Start of Supplied information

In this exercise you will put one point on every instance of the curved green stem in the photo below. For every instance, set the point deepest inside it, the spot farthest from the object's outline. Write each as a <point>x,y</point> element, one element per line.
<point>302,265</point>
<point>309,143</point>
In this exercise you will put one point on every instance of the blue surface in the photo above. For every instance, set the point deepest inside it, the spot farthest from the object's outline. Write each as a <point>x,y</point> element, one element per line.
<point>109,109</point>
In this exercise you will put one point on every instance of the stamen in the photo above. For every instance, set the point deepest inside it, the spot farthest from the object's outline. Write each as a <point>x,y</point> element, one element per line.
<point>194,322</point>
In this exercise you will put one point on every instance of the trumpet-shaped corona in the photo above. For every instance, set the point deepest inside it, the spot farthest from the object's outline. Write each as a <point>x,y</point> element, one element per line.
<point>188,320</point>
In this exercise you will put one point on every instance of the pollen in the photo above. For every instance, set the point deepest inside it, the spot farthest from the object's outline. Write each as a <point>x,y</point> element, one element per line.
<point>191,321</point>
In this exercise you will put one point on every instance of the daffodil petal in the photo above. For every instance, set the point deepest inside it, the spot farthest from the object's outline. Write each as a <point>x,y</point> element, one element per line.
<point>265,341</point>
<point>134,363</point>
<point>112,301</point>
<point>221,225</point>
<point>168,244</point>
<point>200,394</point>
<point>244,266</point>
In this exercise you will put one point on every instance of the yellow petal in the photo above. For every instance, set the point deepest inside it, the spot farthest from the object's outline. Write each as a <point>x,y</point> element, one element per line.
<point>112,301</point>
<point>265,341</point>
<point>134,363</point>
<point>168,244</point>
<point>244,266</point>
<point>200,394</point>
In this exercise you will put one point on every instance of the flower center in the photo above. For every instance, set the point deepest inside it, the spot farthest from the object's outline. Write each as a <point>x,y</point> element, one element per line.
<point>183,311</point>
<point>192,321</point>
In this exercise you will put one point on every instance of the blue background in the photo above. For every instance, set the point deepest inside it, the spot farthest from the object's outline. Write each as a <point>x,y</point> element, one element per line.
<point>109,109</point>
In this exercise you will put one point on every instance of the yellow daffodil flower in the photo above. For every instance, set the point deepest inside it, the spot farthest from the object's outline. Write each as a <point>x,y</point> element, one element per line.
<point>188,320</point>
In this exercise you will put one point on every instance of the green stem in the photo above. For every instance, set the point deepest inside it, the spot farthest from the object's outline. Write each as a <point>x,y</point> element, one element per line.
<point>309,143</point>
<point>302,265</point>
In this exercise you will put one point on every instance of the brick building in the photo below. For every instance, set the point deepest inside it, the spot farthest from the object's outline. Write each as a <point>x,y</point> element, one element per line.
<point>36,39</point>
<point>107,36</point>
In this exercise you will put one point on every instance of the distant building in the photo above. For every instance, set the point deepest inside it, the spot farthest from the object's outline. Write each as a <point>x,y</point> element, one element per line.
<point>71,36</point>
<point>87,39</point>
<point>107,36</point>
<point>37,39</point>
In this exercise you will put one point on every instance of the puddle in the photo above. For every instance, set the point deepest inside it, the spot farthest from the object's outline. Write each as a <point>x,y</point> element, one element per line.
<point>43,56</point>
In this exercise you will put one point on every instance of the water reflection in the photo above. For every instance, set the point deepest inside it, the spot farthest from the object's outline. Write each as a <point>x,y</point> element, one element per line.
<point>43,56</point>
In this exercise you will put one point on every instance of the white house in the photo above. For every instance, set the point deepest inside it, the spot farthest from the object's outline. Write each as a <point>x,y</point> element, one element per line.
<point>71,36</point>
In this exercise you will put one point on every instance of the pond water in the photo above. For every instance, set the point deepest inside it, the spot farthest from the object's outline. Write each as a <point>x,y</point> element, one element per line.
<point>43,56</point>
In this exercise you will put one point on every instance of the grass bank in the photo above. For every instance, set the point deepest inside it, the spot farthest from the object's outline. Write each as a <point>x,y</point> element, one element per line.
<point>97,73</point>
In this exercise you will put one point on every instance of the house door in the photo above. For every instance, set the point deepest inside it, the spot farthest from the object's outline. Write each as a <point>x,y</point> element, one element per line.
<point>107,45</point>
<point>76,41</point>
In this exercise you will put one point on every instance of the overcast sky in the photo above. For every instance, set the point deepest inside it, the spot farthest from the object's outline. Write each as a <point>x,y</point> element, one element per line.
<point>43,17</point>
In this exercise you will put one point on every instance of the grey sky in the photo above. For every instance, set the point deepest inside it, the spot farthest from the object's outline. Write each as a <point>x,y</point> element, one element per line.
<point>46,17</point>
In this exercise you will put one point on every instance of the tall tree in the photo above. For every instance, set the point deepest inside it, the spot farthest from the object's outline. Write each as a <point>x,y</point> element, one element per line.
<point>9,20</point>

End of Supplied information

## What the task requires
Your job is to restate all of the data word for word.

## Answer for this exercise
In this exercise you will put one point on every instance of the curved green stem in the photo below. For every instance, set the point deepest inside it, the spot farthest from the object's outline. Write each as a <point>x,y</point> element, one element per line.
<point>302,265</point>
<point>309,143</point>
In this exercise you will put one point on every instance of the blue surface in the photo above. For every instance, set the point deepest inside it, the spot farthest from the object's outline. Write each as a <point>x,y</point> element, one element per line.
<point>109,109</point>
In this exercise you will put one point on every instance of the stamen in the photo above. For every instance, set the point deepest inside it, the spot farthest from the object's outline. Write each as a <point>x,y</point> element, one element per line.
<point>194,322</point>
In this exercise you will put one point on every instance of the trumpet-shaped corona in the photo above. For every instance, set the point deepest inside it, the spot farthest from the object's outline. Write each as a <point>x,y</point> element, one element per line.
<point>188,320</point>
In this exercise you will put one point on every instance of the pollen in the photo above. For every instance, set the point deepest inside it, the spot farthest from the object's outline. Write each as a <point>x,y</point> element, one element per line.
<point>191,321</point>
In this exercise you will put one point on every instance of the daffodil petal in the photo above. For every instance, set the point deepest inside it, the spot farthest from the object's outline. Write each as a <point>x,y</point> element, one element per line.
<point>265,341</point>
<point>134,363</point>
<point>112,301</point>
<point>221,225</point>
<point>168,244</point>
<point>200,394</point>
<point>244,266</point>
In this exercise you will put one point on every instance of the yellow petal in the photo above. For every instance, set the point deepest inside it, the spot farthest from the object's outline. Write each as a <point>x,y</point> element, one element per line.
<point>112,301</point>
<point>265,341</point>
<point>134,363</point>
<point>168,244</point>
<point>244,266</point>
<point>200,394</point>
In this exercise you will put one point on every instance of the flower center in the photo above. For every instance, set the point deepest inside it, the spot farthest from the object's outline. Write each as a <point>x,y</point> element, one element per line.
<point>183,311</point>
<point>192,321</point>
In this exercise you will put one point on every instance of the blue background in the photo above. For every instance, set the point deepest inside it, the spot farthest from the object's outline. Write each as a <point>x,y</point> element, one element per line.
<point>109,109</point>
In this exercise you will put one point on every instance of the yellow daffodil flower in the photo above. For every instance, set the point deepest inside it, the spot farthest from the object's outline. Write each as a <point>x,y</point> element, one element per line.
<point>188,320</point>
In this exercise you will put one point on every instance of the green stem in the photo above. For every instance, set the point deepest inside it, the spot farthest from the object's outline. Write each as a <point>x,y</point> element, one element per line.
<point>309,143</point>
<point>302,265</point>
In this exercise you will put one point on every instance of the brick building in the photo below. For every instance, set the point deepest inside it, the spot farthest from the object's outline. Write each as a <point>x,y</point> element, one element per line.
<point>36,39</point>
<point>107,36</point>
In this exercise you will put one point on every instance of the distant building in the photo above. For every instance, set the point deepest inside it, the spot farthest from the object's outline. Write each as a <point>x,y</point> element, one element per line.
<point>71,36</point>
<point>87,39</point>
<point>107,36</point>
<point>37,39</point>
In this exercise you will put one point on every instance of the puddle in the photo above. For every instance, set the point deepest inside it, the spot farthest from the object's outline. Write each as a <point>x,y</point> element, one element per line.
<point>43,56</point>
In this exercise you will put one point on every instance of the water reflection in the photo above. For every instance, set the point deepest inside it, the spot farthest from the object's outline. Write each as a <point>x,y</point> element, one element per line.
<point>43,56</point>
In this exercise you will put one point on every instance of the white house in the photo above. For every instance, set the point deepest inside it, the spot farthest from the object's outline. Write each as a <point>x,y</point> element, one element per line.
<point>71,36</point>
In this exercise you will put one point on every instance of the pond water in the photo above. For every instance, set the point deepest inside it, the spot farthest from the object's outline. Write each as a <point>x,y</point> element, one element per line.
<point>43,56</point>
In this exercise you will put one point on every instance of the grass bank in the photo above. For every instance, set the point deepest inside it, the spot farthest from the object's outline. Write each as a <point>x,y</point> element, one element per line.
<point>97,73</point>
In this exercise you will put one point on every instance of the house door in the photo above. For every instance, set the point deepest inside it, the spot farthest from the object's outline. Write each as a <point>x,y</point> element, one element per line.
<point>107,45</point>
<point>76,41</point>
In this exercise you will put one point on every instance of the overcast sky in the photo above. For every instance, set the point deepest inside it, the spot farthest from the object's outline. Write each as a <point>x,y</point> element, one element per line.
<point>43,17</point>
In this exercise you will put one point on every instance of the grey sky in the photo above. For every instance, set the point deepest inside it, the spot farthest from the object's outline. Write each as a <point>x,y</point> element, one element per line.
<point>46,17</point>
In this exercise you will put one point on every instance of the tall tree in the photo above. For every instance, set the point deepest inside it, the spot farthest from the object's outline. Write each as a <point>x,y</point> element, one element per line.
<point>9,20</point>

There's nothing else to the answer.